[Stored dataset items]
=====
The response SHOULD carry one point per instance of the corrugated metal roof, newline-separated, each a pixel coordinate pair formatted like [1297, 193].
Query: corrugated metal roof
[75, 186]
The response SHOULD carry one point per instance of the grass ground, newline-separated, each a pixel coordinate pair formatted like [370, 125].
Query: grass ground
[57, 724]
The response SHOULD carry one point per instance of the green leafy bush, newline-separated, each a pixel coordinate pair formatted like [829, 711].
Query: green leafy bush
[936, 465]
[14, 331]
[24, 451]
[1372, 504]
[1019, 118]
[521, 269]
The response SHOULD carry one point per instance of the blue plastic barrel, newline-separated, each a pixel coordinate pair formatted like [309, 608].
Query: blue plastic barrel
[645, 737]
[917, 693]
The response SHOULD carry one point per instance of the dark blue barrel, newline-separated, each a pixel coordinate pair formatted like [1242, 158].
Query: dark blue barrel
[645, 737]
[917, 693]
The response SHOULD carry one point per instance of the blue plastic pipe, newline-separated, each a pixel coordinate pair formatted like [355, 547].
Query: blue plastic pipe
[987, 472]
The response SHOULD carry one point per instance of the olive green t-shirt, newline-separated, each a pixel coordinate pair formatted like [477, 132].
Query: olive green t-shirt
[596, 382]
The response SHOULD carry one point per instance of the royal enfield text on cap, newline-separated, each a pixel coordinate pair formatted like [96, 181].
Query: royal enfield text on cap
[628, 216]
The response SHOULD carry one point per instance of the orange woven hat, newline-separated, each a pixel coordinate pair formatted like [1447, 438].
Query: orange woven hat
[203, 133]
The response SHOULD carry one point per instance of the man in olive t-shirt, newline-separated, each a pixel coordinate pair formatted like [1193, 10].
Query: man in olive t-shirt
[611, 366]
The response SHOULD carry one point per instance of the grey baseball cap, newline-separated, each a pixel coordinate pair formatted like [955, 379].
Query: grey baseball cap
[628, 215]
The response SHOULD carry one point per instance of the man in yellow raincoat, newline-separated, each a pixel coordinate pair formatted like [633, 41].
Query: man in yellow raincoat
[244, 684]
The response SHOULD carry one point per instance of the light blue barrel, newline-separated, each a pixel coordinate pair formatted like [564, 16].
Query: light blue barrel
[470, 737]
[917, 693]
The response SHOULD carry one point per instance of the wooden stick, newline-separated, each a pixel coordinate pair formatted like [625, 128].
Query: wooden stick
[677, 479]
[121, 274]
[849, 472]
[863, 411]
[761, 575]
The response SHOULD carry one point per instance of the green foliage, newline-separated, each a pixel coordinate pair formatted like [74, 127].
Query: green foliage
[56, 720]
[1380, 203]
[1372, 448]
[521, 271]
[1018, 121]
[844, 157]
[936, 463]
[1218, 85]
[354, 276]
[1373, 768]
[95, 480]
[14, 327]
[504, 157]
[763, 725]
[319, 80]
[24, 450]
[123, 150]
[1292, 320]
=====
What you should do => Exact copies of all the records are required.

Solution =>
The response SHOULD carry one point per instance of the corrugated metal roof, newline-separated, each a pixel coordinate pair formatted like [1297, 193].
Query: corrugated metal roof
[75, 186]
The response SHOULD carry one point per instance of the grass ground, newline-separated, each a pixel coordinate pair formatted like [370, 125].
Query: grass ground
[57, 724]
The response SHOULD carry one point per instance of the green leafy bush, newline-separated, each a pixel coordinate pair formatted like [829, 711].
Query: green leafy bush
[936, 465]
[14, 331]
[24, 451]
[1372, 504]
[1019, 118]
[521, 269]
The response SHOULD carry one point per instance of the blue plastic barrel, newline-separated, each a pixel coordinate pair formatted like [309, 608].
Query: blue plastic barrel
[645, 737]
[917, 693]
The response SHOULD carry one point per instance of the dark blue barrel, newline-separated, each a pixel coordinate pair formatted like [1242, 158].
Query: dark blue barrel
[645, 737]
[917, 693]
The response SHOULD carry one point per instance of the blue plastic pipe, newline-separated, each a pixel coordinate pair formatted like [355, 547].
Query: blue plastic pipe
[987, 472]
The response SHOULD carry one point per instance of the olive green t-shirt, newline-separated, each a pixel coordinate pair formatted like [477, 132].
Query: olive green t-shirt
[596, 382]
The response SHOULD carry one point per instance of the royal enfield text on cap, newline-separated, each a pixel coordinate pair formatted like [96, 181].
Query: royal enfield text on cap
[628, 216]
The response SHOULD carry one point per instance of the orange woven hat, newline-separated, each a pixel coordinate pair formatted like [1447, 438].
Query: orange woven hat
[203, 133]
The response SHOULD carry one point per instance of the man in olive t-shirt, newline-separated, each a pixel coordinate pair formatted like [1193, 10].
Query: man in olive t-shirt
[611, 366]
The response SHOULD carry one point per instance of the grey baseball cap, newline-separated, each a pixel coordinate pair formatted like [955, 379].
Query: grey baseball cap
[628, 215]
The response SHOULD carry one point per instance of the man in yellow raincoat, newline-separated, each a pixel coordinate pair formatted like [633, 41].
Query: man in yellow raincoat
[244, 684]
The response SHOULD carry one point per instance of the light blue barrel, newline-separated, each a pixel coordinate pair formatted like [564, 16].
Query: light blue barrel
[470, 737]
[917, 693]
The response SHOULD carry one point per instance of the wooden stick, newline-separated, each a pixel coordinate pair formatted like [625, 128].
Query: wooden stick
[677, 479]
[121, 274]
[849, 472]
[863, 411]
[761, 575]
The response SHOULD carry one point per instance of the green foliage, newline-separated, each a pixel coordinate pair formatted like [74, 127].
Query: green foliage
[56, 720]
[1380, 203]
[1372, 448]
[521, 271]
[1018, 121]
[844, 157]
[936, 463]
[1218, 85]
[354, 276]
[1373, 768]
[95, 480]
[14, 327]
[504, 157]
[763, 725]
[319, 80]
[24, 450]
[123, 150]
[1292, 320]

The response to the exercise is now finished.